▶ [Document segment]:
Monday, 4 April 2016

Alaska Air clinches Virgin America deal for $2.6B



Alaska Air Group, parent company of Seattle-based Alaska Airlines, agreed Sunday to purchase San Francisco-based carrier Virgin America for approximately $2.6 billion.


If the deal survives regulatory scrutiny, it will make Alaska Airlines a much bigger player, adding Virgin America’s 60 Airbus A320 jets to Alaska’s mainline fleet of 147 Boeing 737s.

Alaska would leapfrog JetBlue, which it beat in the bidding for Virgin America, to become the fifth-largest U.S. airline, after American, Delta, United and Southwest.

And San Francisco would become a second major California hub for Alaska, whichflies many routes from Los Angeles.

The Alaska Airlines brand will be retained. In a presentation about the merger plan, Alaska said, “We will explore options for the Virgin America brand in future.”

Alaska will pay $57 per share in cash and will assume existing Virgin America debts and aircraft operating leases of $1.4 billion, for an aggregate transaction value of approximately $4.0 billion.

In a statement, Alaska CEO Brad Tilden said the deal brings together “two incredible groups of employees to build on the successes they have achieved as stand-alone companies to make us an even stronger competitor nationally.”

The bidding war with JetBlue forced Alaska to pay a premium well beyond Virgin America’s current market capitalization of $1.7 billion, already inflated from $1.5 billion since news of a potential sale emerged.

The Alaska senior management team, led by Tilden, will lead the merged airline. Virgin America chief executive David Cush along with his executive team will leave the company, according to a person with knowledge of the details.

In the months ahead, government regulators will have to decide whether to oppose the acquisition on antitrust grounds.

If it isn’t blocked, Alaska will likely have to stop touting itself in Seattle as “proudly all-Boeing.”

Antitrust scrutiny
U.S. airline consolidation has already reduced the legacy carriers to just three giants, so antitrust officials at the Justice Department are likely to take a close look at how this merger could affect the West Coast flying public.

From its main hub in San Francisco and a secondary hub in Los Angeles, Virgin America flies up and down the West Coast, to Hawaii, and to vacation resorts in Mexico, as well as flying transcontinental to Chicago, Boston, New York, Washington, D.C., and Florida.

▶ [Objective A]:
Answer these from the Alaska Air article, one per line:
(i) How many Airbus A320 jets does Virgin America bring to the deal?
(ii) What cash price per share will Alaska pay?
(iii) Antitrust officials at which department are likely to examine the merger closely?
▶ [Objective B]:
Rewrite the paragraph of the Alaska Air article beginning "Alaska will pay $57 per share" as a short bulleted list that keeps its main figures.
▶ [Objective C]:
Reproduce word for word the part of the Alaska Air article that opens with the words containing "In a statement, Alaska" and closes with "on antitrust grounds.".

▶ [Provided data]:

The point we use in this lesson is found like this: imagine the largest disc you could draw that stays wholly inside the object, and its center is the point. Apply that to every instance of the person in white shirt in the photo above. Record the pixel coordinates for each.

▶ [Reply A]:
(i) 60
(ii) $57 per share
(iii) The Justice Department

▶ [Reply B]:
- Cash price: $57 per share
- Virgin America debts and aircraft operating leases assumed: $1.4 billion
- Aggregate transaction value: approximately $4.0 billion

▶ [Reply C]:
In a statement, Alaska CEO Brad Tilden said the deal brings together “two incredible groups of employees to build on the successes they have achieved as stand-alone companies to make us an even stronger competitor nationally.”

The bidding war with JetBlue forced Alaska to pay a premium well beyond Virgin America’s current market capitalization of $1.7 billion, already inflated from $1.5 billion since news of a potential sale emerged.

The Alaska senior management team, led by Tilden, will lead the merged airline. Virgin America chief executive David Cush along with his executive team will leave the company, according to a person with knowledge of the details.

In the months ahead, government regulators will have to decide whether to oppose the acquisition on antitrust grounds.